Single cell sequencing data produces large arrays, often sparse, and often too large to store in memory. They would benefit from chunked, sparse, on-disk storage to empower chunked parallel processing on a Dask or Ray cluster in an efficient manner.

The current scRNA-seq analysis stack utilizes annData to wrap the data and scanpy to analyze it. annData was built upon HDF5 files but there has been an effort to utilize zarr and dask (with the current caveat seemingly that the central matrix is a dense np.ndarray due to zarr's limitation). scanpy doesn't fully support dask arrays at the moment (e.g. https://github.com/scverse/scanpy/issues/2491) but since dask arrays follow the numpy API that shouldn't be hard to fix. Dask supports sparse arrays and Ray can be used as a plug-in scheduler for dask. In practice I've found anndata is able to load in a scipy sparse csr matrix from an hdf5 file.

Some previous efforts and discussions I've found

• https://github.com/zarr-developers/zarr-specs/issues/48 requesting the feature for in-memory stores. It proposes a valid approach that would work for on-disk stores as well.
• backedarray module that implements sparse array stores via external dependency and corresponding anndata enhancement request.

==============================

GIVEN INSTRUCTION A: Please copy the lines of the listing, starting at the line that contains "Where can the white" and ending at the end of the listing.
The passage on sparse array storage and the listing that comes after it have no connection to each other.

Excerpts from location labeling data

==============================

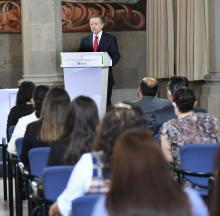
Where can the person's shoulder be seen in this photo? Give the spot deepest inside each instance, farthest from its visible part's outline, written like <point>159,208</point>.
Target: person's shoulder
<point>108,35</point>
<point>87,37</point>
<point>165,110</point>
<point>34,125</point>
<point>31,116</point>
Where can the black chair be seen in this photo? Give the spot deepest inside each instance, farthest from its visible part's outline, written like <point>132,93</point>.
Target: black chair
<point>197,165</point>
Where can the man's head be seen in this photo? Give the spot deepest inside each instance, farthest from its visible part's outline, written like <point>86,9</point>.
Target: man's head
<point>96,23</point>
<point>148,87</point>
<point>175,83</point>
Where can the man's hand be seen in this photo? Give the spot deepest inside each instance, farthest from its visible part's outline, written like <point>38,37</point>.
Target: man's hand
<point>54,210</point>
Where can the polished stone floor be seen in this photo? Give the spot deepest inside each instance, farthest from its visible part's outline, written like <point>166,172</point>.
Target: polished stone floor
<point>4,208</point>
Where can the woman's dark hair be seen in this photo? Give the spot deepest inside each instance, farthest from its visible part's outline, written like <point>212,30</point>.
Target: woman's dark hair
<point>141,182</point>
<point>215,208</point>
<point>79,127</point>
<point>115,122</point>
<point>39,94</point>
<point>54,108</point>
<point>184,99</point>
<point>177,82</point>
<point>24,92</point>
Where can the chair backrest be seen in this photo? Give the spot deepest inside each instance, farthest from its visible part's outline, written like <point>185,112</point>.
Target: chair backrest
<point>83,206</point>
<point>198,158</point>
<point>55,179</point>
<point>10,132</point>
<point>18,145</point>
<point>38,158</point>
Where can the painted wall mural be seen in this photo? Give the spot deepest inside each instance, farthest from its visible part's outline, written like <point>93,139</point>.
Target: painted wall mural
<point>128,16</point>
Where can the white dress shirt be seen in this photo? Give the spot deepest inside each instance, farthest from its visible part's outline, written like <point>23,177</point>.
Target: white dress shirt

==============================

GIVEN INSTRUCTION B: According to the passage on sparse array storage, why should scanpy's incomplete support for dask arrays not be hard to fix?

CORRECT RESPONSE A:
Where can the white dress shirt be seen in this photo? Give the spot deepest inside each instance, farthest from its visible part's outline, written like <point>23,177</point>.
Target: white dress shirt

CORRECT RESPONSE B: Dask arrays follow the numpy API, so the passage expects that adding full support in scanpy should not be difficult.